An exact, complete copy of the entries that follow is needed.
START Extracted information
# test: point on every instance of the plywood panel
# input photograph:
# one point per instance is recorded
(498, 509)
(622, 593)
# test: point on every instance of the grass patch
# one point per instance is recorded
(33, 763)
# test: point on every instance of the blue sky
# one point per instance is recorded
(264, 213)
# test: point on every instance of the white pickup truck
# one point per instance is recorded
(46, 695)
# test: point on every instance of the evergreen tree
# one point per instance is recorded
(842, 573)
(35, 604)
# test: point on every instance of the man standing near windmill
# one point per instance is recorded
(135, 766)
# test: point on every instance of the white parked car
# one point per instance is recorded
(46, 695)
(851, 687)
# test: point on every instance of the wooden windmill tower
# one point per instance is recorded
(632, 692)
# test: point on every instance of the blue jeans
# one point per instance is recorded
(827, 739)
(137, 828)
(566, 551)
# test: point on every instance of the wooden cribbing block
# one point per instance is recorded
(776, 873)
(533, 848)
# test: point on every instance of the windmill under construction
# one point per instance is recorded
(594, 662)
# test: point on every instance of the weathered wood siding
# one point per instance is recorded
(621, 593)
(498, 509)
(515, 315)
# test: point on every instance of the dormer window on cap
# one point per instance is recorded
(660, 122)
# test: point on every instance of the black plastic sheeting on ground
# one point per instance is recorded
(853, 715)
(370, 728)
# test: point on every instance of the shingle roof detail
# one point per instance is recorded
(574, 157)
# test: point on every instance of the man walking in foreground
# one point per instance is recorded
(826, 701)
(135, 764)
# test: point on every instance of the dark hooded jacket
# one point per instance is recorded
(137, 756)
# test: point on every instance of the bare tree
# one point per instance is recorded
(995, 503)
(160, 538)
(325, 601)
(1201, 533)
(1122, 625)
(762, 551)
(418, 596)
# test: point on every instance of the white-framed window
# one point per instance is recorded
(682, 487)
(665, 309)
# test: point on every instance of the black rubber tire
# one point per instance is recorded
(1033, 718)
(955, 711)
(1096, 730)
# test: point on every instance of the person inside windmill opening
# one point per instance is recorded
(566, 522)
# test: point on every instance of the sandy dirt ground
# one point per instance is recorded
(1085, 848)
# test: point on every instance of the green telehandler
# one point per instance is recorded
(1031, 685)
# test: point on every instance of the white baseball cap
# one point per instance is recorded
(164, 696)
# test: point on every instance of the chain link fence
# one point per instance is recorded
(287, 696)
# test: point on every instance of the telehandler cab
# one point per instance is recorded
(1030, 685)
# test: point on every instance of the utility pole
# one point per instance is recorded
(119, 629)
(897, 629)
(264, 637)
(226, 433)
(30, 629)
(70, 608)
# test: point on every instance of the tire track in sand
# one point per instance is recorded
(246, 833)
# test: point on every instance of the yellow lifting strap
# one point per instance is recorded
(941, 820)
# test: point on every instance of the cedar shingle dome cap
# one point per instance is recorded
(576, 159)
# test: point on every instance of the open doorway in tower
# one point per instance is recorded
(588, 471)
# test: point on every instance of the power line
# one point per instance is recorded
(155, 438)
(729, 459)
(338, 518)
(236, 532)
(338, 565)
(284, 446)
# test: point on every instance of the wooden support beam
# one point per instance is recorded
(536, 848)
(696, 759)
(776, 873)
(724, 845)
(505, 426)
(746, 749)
END Extracted information
Result of the exercise
# test: point on every instance of the plywood panel
# input photograph:
# one point per instance is recorded
(498, 509)
(622, 593)
# test: point on every instance of the grass patch
# one point per instance is recorded
(33, 763)
# test: point on every instance of the blue sky
# one point per instance is recorded
(264, 213)
# test: point on every instance of the white pickup truck
# one point per instance is recorded
(46, 695)
# test: point on every instance of the evergreen tree
# one point per instance is recorded
(842, 573)
(35, 604)
# test: point on every instance of the man standing near windmill
# one point per instance is recorded
(135, 766)
# test: point on every instance of the white parked car
# one point per instance is recorded
(46, 695)
(851, 687)
# test: point on every instance of the wooden windmill tower
# one point per instance is recorded
(632, 692)
# test: point on every instance of the blue jeans
# one point per instance is recorded
(827, 739)
(137, 828)
(566, 551)
# test: point on every instance of the wooden cribbing block
# one point per instance is recorded
(776, 873)
(533, 848)
# test: point on every instance of the windmill under construction
# one point per instance is recorded
(594, 662)
# test: point on every instance of the weathered wood siding
# one point per instance is recorded
(621, 593)
(498, 509)
(515, 315)
# test: point on every instance of the dormer window on cap
# one point per instance is recorded
(660, 122)
# test: point on every instance of the black plastic sheeting on ground
# one point per instance is recorded
(853, 715)
(370, 728)
# test: point on every instance of the shingle roof detail
# one point per instance is recorded
(574, 157)
# test: point on every instance of the man walking in foreground
# one point per instance is recorded
(826, 701)
(135, 764)
# test: point on every instance of the dark hooded jacket
# one point per instance is recorded
(137, 756)
# test: point on every instance of the bare tree
# one point per instance is recorded
(995, 503)
(160, 538)
(325, 601)
(1201, 533)
(1122, 625)
(762, 551)
(418, 596)
# test: point on every instance of the white-framed window
# one point per instance is recorded
(682, 487)
(665, 309)
# test: point on every instance of the black rubber tire
# one point per instance is recorded
(1033, 718)
(955, 711)
(1096, 730)
# test: point on every instance of the person inside windmill opening
# one point per instance is recorded
(566, 522)
# test: point on every instance of the sandy dirt ground
# one point per instance is recorded
(1085, 848)
# test: point on every instance of the green telehandler
# one point per instance is recorded
(1031, 685)
# test: point on every instance of the white baseball cap
# one point per instance is recorded
(164, 696)
# test: point on every instance of the chain link fence
# one point per instance is recorded
(287, 696)
# test: point on every instance of the telehandler cab
# one point per instance is recorded
(1030, 685)
# test: point on every instance of the utility pole
# one point per instance is recorded
(119, 629)
(897, 629)
(264, 637)
(226, 433)
(30, 629)
(70, 608)
# test: point on every instance of the tire track in sand
# one point per instance is recorded
(246, 833)
# test: point on every instance of the yellow lifting strap
# one point per instance is recorded
(941, 820)
# test: point on every instance of the cedar shingle dome cap
# one point per instance is recorded
(576, 159)
# test: point on every instance of the open doorway in tower
# one point per instance is recorded
(588, 471)
# test: point on every instance of the power line
# one point per instance is recorded
(155, 438)
(729, 459)
(338, 518)
(236, 532)
(338, 565)
(284, 446)
# test: point on every instance of the wooden support beam
# one point per instance is recorded
(536, 848)
(696, 759)
(776, 873)
(724, 845)
(505, 426)
(746, 749)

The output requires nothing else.